▸ **Document segment**:

+ + + + + + +

Analyzing significance and effect sizes across all configuration metrics.

In [None]:
significant_results = []

for config_name, metrics_data in rq2_results.items():
    sci_result = metrics_data.get('sci_score', {})
    if sci_result.get('significant', False) and not sci_result.get('error'):
        significant_results.append({
            'Configuration': config_name,
            'SCI_Mean': sci_result['config_mean'],
            'SCI_Std': sci_result['config_std'],
            'Improvement_%': sci_result['improvement_pct'],
            'P_Value': sci_result['p_value'],
            'Effect_Size': sci_result['effect_size'],
            'Test_Type': sci_result['test_type'],
            'Sample_Size': sci_result['config_n']
        })

significant_df = pd.DataFrame(significant_results)
if not significant_df.empty:
    significant_df = significant_df.sort_values('Improvement_%', ascending=False)
    significant_df.to_csv(results_dir / 'rq2_significant_configurations.csv', index=False)
    
    print("Significant SCI Improvements vs Baseline:")
    print(significant_df[['Configuration', 'Improvement_%', 'P_Value']].to_string(index=False))
else:
    print("No statistically significant SCI improvements found")

+ + + + + + +

▸ **Collected material**:
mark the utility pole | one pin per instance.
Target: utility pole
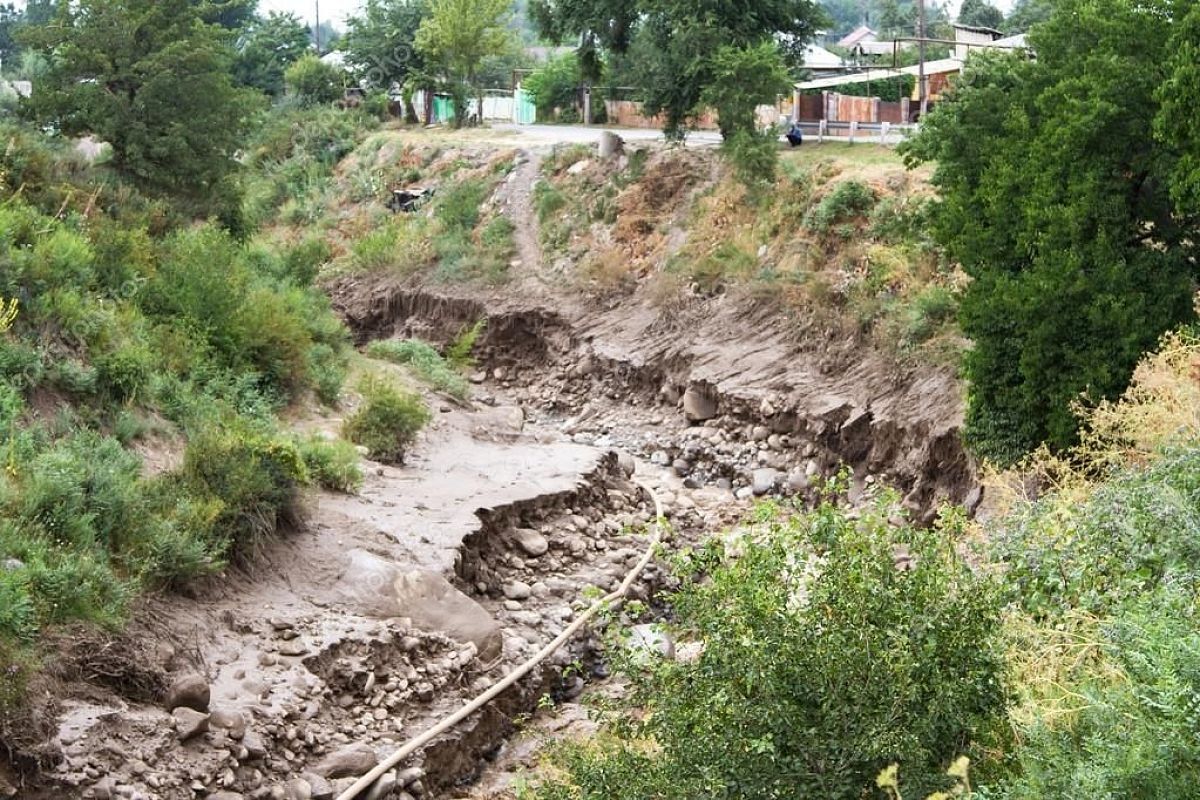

+ + + + + + +

▸ **Given instruction**: Repeat the portion of the code excerpt above between "if sci_result.get('significant', False)" and "significant_df = pd.DataFrame(significant_results)", inclusive, without changing anything.

▸ **In response**:
if sci_result.get('significant', False) and not sci_result.get('error'):
        significant_results.append({
            'Configuration': config_name,
            'SCI_Mean': sci_result['config_mean'],
            'SCI_Std': sci_result['config_std'],
            'Improvement_%': sci_result['improvement_pct'],
            'P_Value': sci_result['p_value'],
            'Effect_Size': sci_result['effect_size'],
            'Test_Type': sci_result['test_type'],
            'Sample_Size': sci_result['config_n']
        })

significant_df = pd.DataFrame(significant_results)